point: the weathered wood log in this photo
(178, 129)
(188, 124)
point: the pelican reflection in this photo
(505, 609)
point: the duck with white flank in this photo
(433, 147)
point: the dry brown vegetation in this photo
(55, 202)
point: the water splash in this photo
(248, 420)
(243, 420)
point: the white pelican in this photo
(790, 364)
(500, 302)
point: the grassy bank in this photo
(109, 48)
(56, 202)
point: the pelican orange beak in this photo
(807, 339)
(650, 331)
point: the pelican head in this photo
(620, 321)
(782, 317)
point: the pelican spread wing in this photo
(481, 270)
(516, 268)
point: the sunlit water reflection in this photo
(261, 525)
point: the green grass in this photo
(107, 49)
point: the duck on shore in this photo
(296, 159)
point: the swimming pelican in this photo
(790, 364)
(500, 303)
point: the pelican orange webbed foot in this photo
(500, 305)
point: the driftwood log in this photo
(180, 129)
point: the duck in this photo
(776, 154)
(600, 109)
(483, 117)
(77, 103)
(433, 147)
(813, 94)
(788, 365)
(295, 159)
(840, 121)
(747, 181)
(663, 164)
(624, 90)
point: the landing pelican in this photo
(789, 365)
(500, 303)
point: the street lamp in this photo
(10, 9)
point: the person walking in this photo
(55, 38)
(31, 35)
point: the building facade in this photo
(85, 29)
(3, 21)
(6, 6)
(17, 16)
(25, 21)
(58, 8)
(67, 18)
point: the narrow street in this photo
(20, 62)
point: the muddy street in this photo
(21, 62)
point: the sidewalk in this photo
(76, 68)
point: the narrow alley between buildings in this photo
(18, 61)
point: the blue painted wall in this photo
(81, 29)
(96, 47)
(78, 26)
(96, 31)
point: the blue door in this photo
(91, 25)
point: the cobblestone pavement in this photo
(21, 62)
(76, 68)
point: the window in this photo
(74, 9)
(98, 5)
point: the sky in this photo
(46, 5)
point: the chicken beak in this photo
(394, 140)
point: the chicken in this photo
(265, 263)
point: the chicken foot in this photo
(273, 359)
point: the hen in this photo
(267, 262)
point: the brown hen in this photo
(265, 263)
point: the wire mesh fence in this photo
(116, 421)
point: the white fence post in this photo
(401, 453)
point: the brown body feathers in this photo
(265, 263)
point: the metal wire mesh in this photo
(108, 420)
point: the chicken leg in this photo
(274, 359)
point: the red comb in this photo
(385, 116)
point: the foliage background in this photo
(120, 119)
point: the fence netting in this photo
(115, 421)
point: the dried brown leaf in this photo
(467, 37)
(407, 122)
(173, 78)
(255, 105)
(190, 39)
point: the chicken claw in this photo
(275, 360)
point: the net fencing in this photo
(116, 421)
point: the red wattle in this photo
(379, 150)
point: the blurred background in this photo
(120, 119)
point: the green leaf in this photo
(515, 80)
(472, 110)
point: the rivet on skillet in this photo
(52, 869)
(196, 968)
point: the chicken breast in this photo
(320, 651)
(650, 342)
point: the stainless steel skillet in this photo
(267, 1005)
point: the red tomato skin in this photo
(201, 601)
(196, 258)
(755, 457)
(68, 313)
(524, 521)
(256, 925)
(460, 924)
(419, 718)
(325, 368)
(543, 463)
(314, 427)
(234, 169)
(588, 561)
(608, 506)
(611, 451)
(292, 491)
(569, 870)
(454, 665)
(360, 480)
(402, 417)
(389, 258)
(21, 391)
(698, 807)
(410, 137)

■ Required work ■
Copy the entries above exactly, leaving none out.

■ Exercise result ■
point: the weathered wood log in this photo
(178, 129)
(188, 124)
point: the pelican reflection in this photo
(505, 609)
point: the duck with white flank in this photo
(433, 147)
point: the dry brown vegetation in this photo
(55, 202)
point: the water splash in this photo
(248, 420)
(243, 420)
point: the white pelican in this photo
(790, 364)
(500, 302)
point: the grassy bank in this photo
(109, 48)
(56, 202)
point: the pelican orange beak in this photo
(807, 339)
(650, 331)
point: the pelican head in this photo
(620, 321)
(782, 317)
point: the pelican spread wing in this photo
(481, 270)
(516, 268)
point: the sunlit water reflection in this photo
(261, 525)
point: the green grass in this photo
(107, 49)
point: the duck on shore in this photo
(296, 159)
point: the swimming pelican in this photo
(790, 364)
(500, 303)
point: the pelican orange webbed foot in this photo
(500, 305)
point: the driftwood log in this photo
(180, 129)
point: the duck in this photo
(776, 154)
(600, 109)
(483, 117)
(77, 103)
(433, 147)
(813, 94)
(788, 365)
(295, 159)
(840, 121)
(747, 181)
(663, 164)
(624, 90)
point: the landing pelican in this photo
(789, 365)
(500, 303)
point: the street lamp in this photo
(10, 9)
point: the person walking in this photo
(55, 38)
(31, 35)
point: the building facade in this photo
(85, 29)
(3, 21)
(6, 6)
(17, 16)
(25, 21)
(58, 8)
(67, 18)
point: the narrow street in this photo
(20, 62)
point: the muddy street in this photo
(21, 62)
point: the sidewalk in this photo
(76, 68)
point: the narrow alley between buildings in this photo
(18, 61)
point: the blue painted wall in this photo
(81, 29)
(96, 47)
(78, 26)
(96, 31)
point: the blue door in this photo
(91, 25)
point: the cobblestone pavement in this photo
(21, 62)
(76, 68)
point: the window in this photo
(74, 9)
(98, 5)
point: the sky in this photo
(46, 5)
point: the chicken beak in this photo
(394, 140)
point: the chicken in this photo
(265, 263)
point: the chicken foot in this photo
(273, 359)
point: the hen in this photo
(267, 262)
point: the brown hen in this photo
(265, 263)
point: the wire mesh fence in this photo
(116, 421)
point: the white fence post in this photo
(401, 453)
point: the brown body feathers in this photo
(265, 263)
point: the metal wire mesh in this photo
(108, 420)
point: the chicken leg in this photo
(274, 359)
point: the red comb in this photo
(385, 116)
point: the foliage background in this photo
(120, 119)
point: the fence netting in this photo
(115, 421)
point: the dried brown leaf in this photo
(467, 37)
(407, 122)
(173, 78)
(255, 105)
(190, 39)
point: the chicken claw in this photo
(275, 360)
point: the net fencing in this photo
(116, 421)
point: the red wattle in this photo
(379, 150)
point: the blurred background in this photo
(120, 119)
point: the green leaf in this photo
(515, 80)
(472, 110)
point: the rivet on skillet in this photo
(52, 869)
(196, 968)
point: the chicken breast in this photo
(320, 651)
(650, 342)
point: the stainless steel skillet in this photo
(267, 1005)
point: the red tomato skin in this photo
(201, 601)
(196, 258)
(755, 457)
(68, 313)
(524, 521)
(256, 925)
(460, 924)
(419, 718)
(325, 368)
(543, 463)
(314, 427)
(234, 169)
(588, 561)
(608, 506)
(611, 451)
(292, 491)
(569, 870)
(454, 665)
(360, 480)
(402, 417)
(389, 258)
(21, 391)
(698, 807)
(410, 137)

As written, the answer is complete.